= GIVEN DATA =
*** Block opens ***
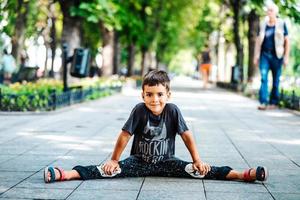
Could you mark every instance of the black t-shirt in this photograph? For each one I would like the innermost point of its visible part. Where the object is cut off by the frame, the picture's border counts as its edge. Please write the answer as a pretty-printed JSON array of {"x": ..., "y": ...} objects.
[{"x": 154, "y": 136}]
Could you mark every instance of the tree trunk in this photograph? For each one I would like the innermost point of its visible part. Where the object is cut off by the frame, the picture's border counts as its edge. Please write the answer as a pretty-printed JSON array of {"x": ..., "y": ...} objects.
[
  {"x": 53, "y": 41},
  {"x": 72, "y": 29},
  {"x": 18, "y": 38},
  {"x": 130, "y": 60},
  {"x": 237, "y": 39},
  {"x": 108, "y": 50},
  {"x": 143, "y": 67},
  {"x": 116, "y": 53},
  {"x": 253, "y": 21}
]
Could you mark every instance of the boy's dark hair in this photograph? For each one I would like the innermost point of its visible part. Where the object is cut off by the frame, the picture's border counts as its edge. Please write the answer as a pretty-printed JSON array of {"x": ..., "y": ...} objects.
[{"x": 156, "y": 77}]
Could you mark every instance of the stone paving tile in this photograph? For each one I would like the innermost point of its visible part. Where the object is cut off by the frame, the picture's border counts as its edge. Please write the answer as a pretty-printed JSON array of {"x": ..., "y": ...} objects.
[
  {"x": 228, "y": 130},
  {"x": 154, "y": 184},
  {"x": 114, "y": 184},
  {"x": 103, "y": 194},
  {"x": 236, "y": 195},
  {"x": 240, "y": 187},
  {"x": 286, "y": 196},
  {"x": 171, "y": 195}
]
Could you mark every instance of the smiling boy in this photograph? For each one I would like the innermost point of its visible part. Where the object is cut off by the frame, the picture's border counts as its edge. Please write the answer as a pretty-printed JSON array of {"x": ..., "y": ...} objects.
[{"x": 154, "y": 125}]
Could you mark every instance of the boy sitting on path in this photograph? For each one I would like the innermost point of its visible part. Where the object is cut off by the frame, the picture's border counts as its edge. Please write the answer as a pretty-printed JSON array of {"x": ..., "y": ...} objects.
[{"x": 154, "y": 125}]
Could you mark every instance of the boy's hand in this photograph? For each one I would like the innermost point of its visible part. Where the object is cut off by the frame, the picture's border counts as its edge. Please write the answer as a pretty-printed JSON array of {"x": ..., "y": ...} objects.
[
  {"x": 201, "y": 167},
  {"x": 110, "y": 166}
]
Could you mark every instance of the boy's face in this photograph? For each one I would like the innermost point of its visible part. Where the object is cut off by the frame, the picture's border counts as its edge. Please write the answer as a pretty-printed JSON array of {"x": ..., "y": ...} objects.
[{"x": 155, "y": 98}]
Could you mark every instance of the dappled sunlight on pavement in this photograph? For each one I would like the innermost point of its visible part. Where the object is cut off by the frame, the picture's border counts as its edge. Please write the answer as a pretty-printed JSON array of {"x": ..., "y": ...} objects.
[{"x": 228, "y": 129}]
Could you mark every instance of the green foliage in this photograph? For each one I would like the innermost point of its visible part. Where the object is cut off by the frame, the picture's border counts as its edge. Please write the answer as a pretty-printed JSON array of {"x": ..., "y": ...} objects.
[{"x": 38, "y": 96}]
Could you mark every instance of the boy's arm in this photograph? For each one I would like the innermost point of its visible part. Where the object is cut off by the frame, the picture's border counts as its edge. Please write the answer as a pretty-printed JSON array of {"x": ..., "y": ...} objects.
[
  {"x": 111, "y": 165},
  {"x": 189, "y": 142}
]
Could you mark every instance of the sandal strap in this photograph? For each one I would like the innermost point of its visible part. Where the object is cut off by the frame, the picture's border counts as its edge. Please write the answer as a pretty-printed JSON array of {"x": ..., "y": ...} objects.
[
  {"x": 261, "y": 173},
  {"x": 62, "y": 173},
  {"x": 52, "y": 173},
  {"x": 247, "y": 176}
]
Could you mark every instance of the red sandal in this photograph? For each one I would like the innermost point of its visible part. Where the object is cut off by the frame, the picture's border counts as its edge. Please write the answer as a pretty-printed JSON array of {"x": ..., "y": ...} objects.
[
  {"x": 261, "y": 174},
  {"x": 52, "y": 174}
]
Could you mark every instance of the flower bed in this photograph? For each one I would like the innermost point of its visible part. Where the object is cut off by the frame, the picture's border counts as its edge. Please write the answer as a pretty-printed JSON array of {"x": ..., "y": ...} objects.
[{"x": 46, "y": 95}]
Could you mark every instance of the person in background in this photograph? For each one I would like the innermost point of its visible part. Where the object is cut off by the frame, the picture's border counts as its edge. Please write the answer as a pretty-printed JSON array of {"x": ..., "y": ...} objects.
[
  {"x": 271, "y": 51},
  {"x": 8, "y": 66},
  {"x": 205, "y": 66}
]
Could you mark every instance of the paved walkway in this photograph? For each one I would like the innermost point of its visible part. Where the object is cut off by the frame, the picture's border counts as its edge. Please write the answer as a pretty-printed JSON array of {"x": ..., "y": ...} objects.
[{"x": 228, "y": 131}]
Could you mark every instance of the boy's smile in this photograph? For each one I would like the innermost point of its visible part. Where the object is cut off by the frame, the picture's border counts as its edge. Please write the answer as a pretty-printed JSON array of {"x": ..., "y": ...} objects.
[{"x": 155, "y": 98}]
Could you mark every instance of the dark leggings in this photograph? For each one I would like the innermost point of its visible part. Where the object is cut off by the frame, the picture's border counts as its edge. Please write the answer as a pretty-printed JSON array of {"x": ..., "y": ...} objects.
[{"x": 135, "y": 167}]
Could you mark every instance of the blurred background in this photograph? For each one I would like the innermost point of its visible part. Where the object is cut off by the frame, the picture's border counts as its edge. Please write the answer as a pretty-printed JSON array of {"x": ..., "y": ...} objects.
[{"x": 131, "y": 37}]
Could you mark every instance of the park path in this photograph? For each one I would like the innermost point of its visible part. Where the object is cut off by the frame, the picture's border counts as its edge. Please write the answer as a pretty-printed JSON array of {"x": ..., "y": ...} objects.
[{"x": 228, "y": 129}]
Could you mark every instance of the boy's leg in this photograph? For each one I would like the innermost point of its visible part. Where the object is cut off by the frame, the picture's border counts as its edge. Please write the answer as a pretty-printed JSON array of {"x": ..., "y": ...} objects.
[
  {"x": 176, "y": 168},
  {"x": 130, "y": 167}
]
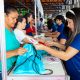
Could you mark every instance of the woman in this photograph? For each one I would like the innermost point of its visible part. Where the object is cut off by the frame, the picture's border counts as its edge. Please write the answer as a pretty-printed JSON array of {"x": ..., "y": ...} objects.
[
  {"x": 71, "y": 55},
  {"x": 13, "y": 48},
  {"x": 28, "y": 28}
]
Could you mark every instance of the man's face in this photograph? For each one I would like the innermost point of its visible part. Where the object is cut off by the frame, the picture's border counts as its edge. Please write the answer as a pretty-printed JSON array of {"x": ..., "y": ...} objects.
[{"x": 11, "y": 18}]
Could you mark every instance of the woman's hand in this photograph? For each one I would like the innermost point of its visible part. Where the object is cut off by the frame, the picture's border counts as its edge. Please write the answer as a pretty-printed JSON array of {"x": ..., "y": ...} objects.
*** Block closes ***
Reproduce every record above word for word. Leave the pictures out.

= PROBLEM SOLUTION =
Could you mark every instance of the black t-shirt in this photograph? For each one I would like the innermost point of its visible part. Where the object is cut off by the frame, the picture's border counts as its edge. Please write the answer as a pretty-printed JSON array of {"x": ..., "y": ...} objects.
[{"x": 154, "y": 136}]
Could you mark every instance of the tree trunk in this photograph? For each one I would like the innermost point of its visible part. Where the object is cut off by the frame, the picture's border counts as its edge. Please write the answer as a pretty-printed JSON array of {"x": ..., "y": ...} objects.
[
  {"x": 53, "y": 41},
  {"x": 72, "y": 29},
  {"x": 18, "y": 38},
  {"x": 130, "y": 60},
  {"x": 237, "y": 39},
  {"x": 108, "y": 50},
  {"x": 143, "y": 67},
  {"x": 116, "y": 53},
  {"x": 253, "y": 21}
]
Could you mark every instance of the boy's dark hair in this photograph? For each one I would like the innermost point of its visible part. Where the object is cut off by the frame, the picture's border counts as its edge. Please write the answer as a pretty-printed JSON array of {"x": ..., "y": ...} objects.
[{"x": 156, "y": 77}]
Could you mark every instance of the stone paving tile in this photograph? For each one I would like the innermost point of its visible part. Where the object is cut off by the frame, the picture's border counts as its edge. Please write the answer as a pretty-printed JSON array of {"x": ..., "y": ...} objects.
[
  {"x": 228, "y": 130},
  {"x": 154, "y": 184},
  {"x": 114, "y": 184},
  {"x": 103, "y": 194},
  {"x": 236, "y": 195},
  {"x": 240, "y": 187},
  {"x": 286, "y": 196},
  {"x": 171, "y": 195}
]
Could you mark every instance of the smiling boy in this photograph? For each one I would like the innermost point of its visible part. Where the object is cut off by the frame, the picture's border counts as its edge. Please write the answer as a pretty-printed JSON array of {"x": ..., "y": ...} objects.
[{"x": 154, "y": 125}]
Could you mark every instance of the boy sitting on path in this photograph? For each one I would like the innermost point of its visible part. Where the object is cut off by the frame, the picture's border counts as its edge. Please write the answer as a pretty-printed JSON array of {"x": ..., "y": ...} objects.
[{"x": 154, "y": 125}]
Could you mark every instance of the boy's hand in this photograph? For each one I would like the innermost point of its visible part. Where the object is cut off by the frame, the picture's border counts as its edge. Please write the answer as a pretty-printed JSON array of {"x": ..., "y": ...} objects.
[
  {"x": 201, "y": 167},
  {"x": 110, "y": 166}
]
Could you mark every instance of the boy's face in this photograph? For each one I would like the innermost point of its visible part. Where the object is cut off by the frame, the picture's border counts as its edge. Please write the answer as a pretty-printed JSON array of {"x": ..., "y": ...} objects.
[{"x": 155, "y": 98}]
Could you mark every instance of the dappled sunlight on pavement in this photograph? For each one I would like the innermost point of its visible part. Where the object is cut off by the frame, the picture's border counts as its edge. Please write the answer as a pretty-printed JSON array of {"x": ..., "y": ...} objects.
[{"x": 228, "y": 129}]
Could you mark every instance of the green foliage in this photograph? For each one I would like the innermost point of its visible part. Where the object is cut off by the frame, the picture's border counts as its edge. Please write the answer as a pretty-printed JSON array of {"x": ..., "y": ...} objects.
[{"x": 38, "y": 96}]
Could you mark every instance of the boy's arm in this photograph? For each one I would like the innermost point of its visible part. Where the object is cut off by the frame, the picture's border counts as its edge. Please write the answer as a pretty-printed JSON array of {"x": ..., "y": ...} objects.
[
  {"x": 111, "y": 165},
  {"x": 189, "y": 142}
]
Could you mark every instance of the sandal strap in this photograph? For each one I would like the innermost point of its visible part. Where the object is cut off by the frame, the picture's border counts as its edge. Please write the answer as a pretty-printed JSON array of {"x": ..., "y": ...} objects.
[
  {"x": 261, "y": 173},
  {"x": 62, "y": 173},
  {"x": 52, "y": 173},
  {"x": 247, "y": 176}
]
Could you mark every instance of the red sandal in this photograph? For each one I would like the innermost point of its visible part. Where the object is cut off by the frame, the picture's border counts as its edge. Please write the answer as a pretty-printed JSON array of {"x": ..., "y": ...} objects.
[
  {"x": 261, "y": 174},
  {"x": 52, "y": 174}
]
Could you mark every instance of the flower bed in this photograph? For each one I would like the innermost point of its visible part. Where the object is cut off by the frame, the picture's border counts as its edge. Please write the answer as a pretty-printed JSON array of {"x": ..., "y": ...} objects.
[{"x": 46, "y": 95}]
Could you mark every instance of the person in background in this photograph? For each one I would like the innermost point of its visible part. Where the object is cut off by the frame, the picture's border counts as its edge. Please write the answer as a pretty-printed JSON array of {"x": ..., "y": ...} objects.
[
  {"x": 271, "y": 51},
  {"x": 8, "y": 66},
  {"x": 205, "y": 66}
]
Could you mark every instance of the paved walkway in this photograph? For each one I would like the innermost point of its visible part. Where the object is cut off by the frame, the picture's border counts as its edge. Please write the answer as a pretty-printed JSON array of {"x": ..., "y": ...} objects.
[{"x": 228, "y": 131}]
Could you mark every instance of the boy's smile in this photograph? For each one I would like the innermost point of its visible part. Where the object is cut off by the frame, the picture's border counts as its edge. Please write the answer as a pretty-printed JSON array of {"x": ..., "y": ...} objects.
[{"x": 155, "y": 98}]
Could you mark every instance of the dark leggings in this photograph? For each one I would like the innermost point of its visible part. Where the object is cut off by the frame, the picture's border counts as its edge. Please write the answer as a pretty-printed JSON array of {"x": ..., "y": ...} objects.
[{"x": 135, "y": 167}]
Could you mark every instance of the blurred background in this photograph? For each one I would like the innermost point of its visible part. Where the object is cut off by the frame, the picture's border counts as its edge. Please write the answer as a pretty-printed JSON array of {"x": ..., "y": ...} objects.
[{"x": 131, "y": 37}]
Could you mark every instance of the park path in this photograph? For each one I would like the innermost point of its visible part. Where the object is cut off by the frame, the picture's border counts as its edge. Please write the answer as a pretty-printed JSON array of {"x": ..., "y": ...} objects.
[{"x": 228, "y": 129}]
Could you mark every instance of the boy's leg in this photograph? For each one I would like the innermost point of its visible part. Where the object is cut off by the frame, the picture's border counts as its edge. Please write the answer as a pretty-printed JSON array of {"x": ..., "y": ...} objects.
[
  {"x": 176, "y": 168},
  {"x": 130, "y": 167}
]
Could you mark every instance of the woman in this photograph? For each one I would like the innermost point of its visible part. Where the object is cut off by the frame, the picture's border counts as its edge. Please write the answer as a pretty-printed JSON array of {"x": ..., "y": ...} objects.
[
  {"x": 71, "y": 55},
  {"x": 13, "y": 48},
  {"x": 28, "y": 28}
]
Could you mark every instance of the man's face in this photograph? For each one I would like the innermost point of its visible part. Where the object is cut off by the frame, the picture's border counts as its edge. Please write the answer as a pretty-printed JSON array of {"x": ..., "y": ...} objects.
[{"x": 11, "y": 18}]
Could you mark every instance of the woman's hand in this photograph? For each one I would like the innermost point of its visible part. Where the object is cut off by the frame, the picture's border counts as its edge. Please write the answer as a pretty-printed JSON array of {"x": ..., "y": ...} objects.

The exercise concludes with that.